---------- TASK INPUT

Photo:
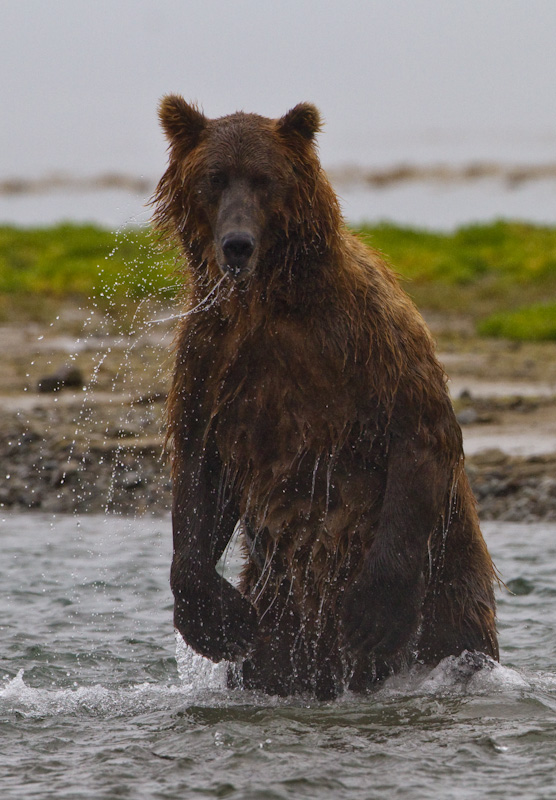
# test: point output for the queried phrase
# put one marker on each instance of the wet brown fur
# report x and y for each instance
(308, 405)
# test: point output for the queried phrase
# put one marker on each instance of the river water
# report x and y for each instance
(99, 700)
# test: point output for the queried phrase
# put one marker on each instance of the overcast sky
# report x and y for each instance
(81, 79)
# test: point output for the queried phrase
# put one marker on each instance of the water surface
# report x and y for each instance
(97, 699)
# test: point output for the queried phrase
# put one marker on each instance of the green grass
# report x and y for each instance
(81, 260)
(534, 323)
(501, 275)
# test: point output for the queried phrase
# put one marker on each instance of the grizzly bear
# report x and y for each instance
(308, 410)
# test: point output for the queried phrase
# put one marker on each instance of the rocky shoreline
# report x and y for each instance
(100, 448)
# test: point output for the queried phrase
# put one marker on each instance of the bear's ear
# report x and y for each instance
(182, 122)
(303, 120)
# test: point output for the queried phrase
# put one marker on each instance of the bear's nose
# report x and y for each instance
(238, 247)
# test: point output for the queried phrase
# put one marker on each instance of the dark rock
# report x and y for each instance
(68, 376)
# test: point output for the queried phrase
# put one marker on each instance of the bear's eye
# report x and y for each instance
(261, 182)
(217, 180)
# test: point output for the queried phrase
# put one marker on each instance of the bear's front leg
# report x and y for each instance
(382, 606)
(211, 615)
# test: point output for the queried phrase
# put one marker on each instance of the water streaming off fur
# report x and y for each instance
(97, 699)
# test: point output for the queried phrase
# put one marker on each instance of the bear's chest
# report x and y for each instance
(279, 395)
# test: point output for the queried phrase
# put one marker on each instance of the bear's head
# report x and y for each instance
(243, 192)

--------------------

Every line above should be output exactly, except for the pictures.

[EXERCISE ANSWER]
Photo:
# test: point output for the queried phrase
# put one marker on each instance of the wet brown fur
# report x and y for each instance
(308, 405)
# test: point output for the queried phrase
# put one marker on each instance of the river water
# report x and y for each instance
(99, 700)
# test: point output for the queried phrase
# put one marker on each instance of the overcast sky
# report x and y for each instance
(81, 79)
# test: point output for the queried phrase
# put one marker on each instance of the water surface
# report x and y for each instance
(97, 699)
# test: point output for the queried phrase
# put one marker on each instance of the green grass
# report x and y for each instance
(81, 260)
(534, 323)
(501, 275)
# test: point output for the queried phrase
# put one marker on each instance of the grizzly bear
# report x and y for each instance
(308, 410)
# test: point output for the queried phrase
# put one marker on each instance of the rocky shoreline
# report x and y for each instance
(100, 448)
# test: point output for the queried phrase
# put one marker on each instance of the bear's ear
# report x and y for each instance
(182, 122)
(303, 120)
# test: point output for the queried phrase
# put one marker on each instance of the bear's nose
# report x and y for each instance
(238, 247)
# test: point output for the queried phrase
# put one marker on each instance of the dark rock
# report x and y for each instance
(68, 376)
# test: point output for the queried phrase
# put one marker on each instance of the bear's eye
# report x and y for each instance
(261, 182)
(217, 180)
# test: point output for the queried phrase
# put one marker on each instance of the bear's front leg
# report x and y for each instance
(382, 606)
(211, 615)
# test: point output for the queried phrase
# put one marker on each instance of the water streaming off fur
# report x and y for each instance
(97, 699)
# test: point output for the queried phrase
# put one marker on each instance of the bear's chest
# report x and y for each instance
(279, 395)
# test: point output for the queried phrase
# put one marker on each instance of the bear's head
# report x and y for each instance
(243, 192)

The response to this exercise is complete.